## BEGIN
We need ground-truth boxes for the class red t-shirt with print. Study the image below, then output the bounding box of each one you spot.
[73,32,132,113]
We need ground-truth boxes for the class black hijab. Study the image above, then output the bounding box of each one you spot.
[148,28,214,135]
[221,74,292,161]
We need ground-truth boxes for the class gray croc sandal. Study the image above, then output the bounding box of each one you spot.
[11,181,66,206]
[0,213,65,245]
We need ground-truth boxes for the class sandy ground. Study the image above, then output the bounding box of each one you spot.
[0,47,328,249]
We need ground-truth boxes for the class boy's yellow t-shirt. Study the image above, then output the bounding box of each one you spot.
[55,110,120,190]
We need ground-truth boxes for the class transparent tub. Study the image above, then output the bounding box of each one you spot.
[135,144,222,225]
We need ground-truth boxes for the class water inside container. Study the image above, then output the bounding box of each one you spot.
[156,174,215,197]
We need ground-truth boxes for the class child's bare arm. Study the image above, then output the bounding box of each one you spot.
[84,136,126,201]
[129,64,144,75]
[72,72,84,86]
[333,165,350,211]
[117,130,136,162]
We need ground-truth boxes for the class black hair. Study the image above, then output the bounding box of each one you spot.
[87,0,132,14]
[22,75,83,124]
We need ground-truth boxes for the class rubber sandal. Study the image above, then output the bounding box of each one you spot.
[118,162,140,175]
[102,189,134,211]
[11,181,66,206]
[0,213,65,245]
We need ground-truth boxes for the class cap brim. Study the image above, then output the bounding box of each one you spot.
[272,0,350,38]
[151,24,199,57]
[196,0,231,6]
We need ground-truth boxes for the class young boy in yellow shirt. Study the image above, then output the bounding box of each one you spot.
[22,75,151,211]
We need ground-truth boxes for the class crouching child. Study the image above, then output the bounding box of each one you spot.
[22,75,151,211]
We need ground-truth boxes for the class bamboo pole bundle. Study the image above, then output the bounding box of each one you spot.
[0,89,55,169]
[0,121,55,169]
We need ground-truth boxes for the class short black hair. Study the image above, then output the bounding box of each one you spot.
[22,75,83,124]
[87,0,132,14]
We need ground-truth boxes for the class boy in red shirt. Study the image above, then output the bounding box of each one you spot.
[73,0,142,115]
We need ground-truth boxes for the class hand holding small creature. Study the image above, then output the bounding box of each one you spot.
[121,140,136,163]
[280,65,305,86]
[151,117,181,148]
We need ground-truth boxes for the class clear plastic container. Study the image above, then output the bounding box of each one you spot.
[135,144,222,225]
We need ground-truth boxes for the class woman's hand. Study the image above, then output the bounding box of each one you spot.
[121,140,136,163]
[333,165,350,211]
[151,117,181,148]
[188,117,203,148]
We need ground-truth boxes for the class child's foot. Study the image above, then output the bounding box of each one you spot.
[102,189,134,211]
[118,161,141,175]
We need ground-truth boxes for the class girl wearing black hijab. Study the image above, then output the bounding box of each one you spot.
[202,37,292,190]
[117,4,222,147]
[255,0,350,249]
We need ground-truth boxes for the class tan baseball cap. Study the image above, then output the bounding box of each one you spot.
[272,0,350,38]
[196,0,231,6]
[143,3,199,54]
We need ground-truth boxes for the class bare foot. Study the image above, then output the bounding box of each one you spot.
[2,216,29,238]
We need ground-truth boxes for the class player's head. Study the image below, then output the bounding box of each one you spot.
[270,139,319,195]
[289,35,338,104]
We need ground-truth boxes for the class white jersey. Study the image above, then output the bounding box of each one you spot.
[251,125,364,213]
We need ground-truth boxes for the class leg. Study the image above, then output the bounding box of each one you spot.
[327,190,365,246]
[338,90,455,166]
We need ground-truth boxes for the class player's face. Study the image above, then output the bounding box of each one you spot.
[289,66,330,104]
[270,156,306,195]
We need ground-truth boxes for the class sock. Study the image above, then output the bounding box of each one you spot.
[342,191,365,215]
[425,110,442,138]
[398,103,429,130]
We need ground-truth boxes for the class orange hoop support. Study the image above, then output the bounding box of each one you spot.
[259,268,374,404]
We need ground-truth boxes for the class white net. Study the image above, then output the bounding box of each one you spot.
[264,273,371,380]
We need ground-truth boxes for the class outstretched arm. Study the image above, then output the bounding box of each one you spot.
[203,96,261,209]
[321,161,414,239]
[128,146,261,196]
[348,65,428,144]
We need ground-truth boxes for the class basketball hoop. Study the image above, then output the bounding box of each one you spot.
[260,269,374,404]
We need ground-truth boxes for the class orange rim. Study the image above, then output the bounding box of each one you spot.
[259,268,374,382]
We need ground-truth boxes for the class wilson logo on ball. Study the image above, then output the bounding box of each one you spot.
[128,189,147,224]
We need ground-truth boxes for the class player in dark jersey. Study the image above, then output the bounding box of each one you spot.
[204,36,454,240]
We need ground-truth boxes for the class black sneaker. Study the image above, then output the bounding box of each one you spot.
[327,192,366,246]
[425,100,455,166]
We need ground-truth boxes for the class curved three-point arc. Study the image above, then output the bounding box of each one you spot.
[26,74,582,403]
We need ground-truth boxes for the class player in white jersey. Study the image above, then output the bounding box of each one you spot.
## END
From the listing above, pull out every line that contains the word "container". Treat case as significant.

We need ground-truth boxes for the class water inside container. Study the image above, then output the bounding box of each one you spot.
We need ground-truth boxes for the class clear plastic container. Study the image above, then output the bounding box of each one you spot.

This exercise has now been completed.